--- begin Stored records ---

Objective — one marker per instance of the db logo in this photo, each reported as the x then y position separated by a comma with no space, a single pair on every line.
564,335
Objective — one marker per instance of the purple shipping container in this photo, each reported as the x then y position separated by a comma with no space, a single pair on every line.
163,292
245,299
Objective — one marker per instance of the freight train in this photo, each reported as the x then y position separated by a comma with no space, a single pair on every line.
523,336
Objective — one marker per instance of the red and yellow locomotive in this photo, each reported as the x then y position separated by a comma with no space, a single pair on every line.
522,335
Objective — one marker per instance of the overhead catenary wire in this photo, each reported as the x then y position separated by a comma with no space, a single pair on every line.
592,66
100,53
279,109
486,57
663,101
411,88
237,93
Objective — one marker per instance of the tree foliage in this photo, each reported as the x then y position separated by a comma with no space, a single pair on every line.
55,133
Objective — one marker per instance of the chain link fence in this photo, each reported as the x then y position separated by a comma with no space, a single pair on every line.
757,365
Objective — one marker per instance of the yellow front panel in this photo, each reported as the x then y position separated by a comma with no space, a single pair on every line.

--- end Stored records ---

Problem requirements
Quote every line from the line containing "Objective — one marker per instance of the tree" through the closing line of the listing, including both.

Answer to this problem
Objective — one marker per instance of the tree foliage in this photo, each reported as the x then y position separated by a comma with no space, a single pair on every line.
55,133
Objective — one marker per instance of the chain link fence in this photo, each reported as the x then y position separated by a comma with no space, a single pair on every line.
757,365
Objective — one marker per instance of the yellow front panel in this photo, each reported as the x then y position separated by a comma with no space, a single pair on every line.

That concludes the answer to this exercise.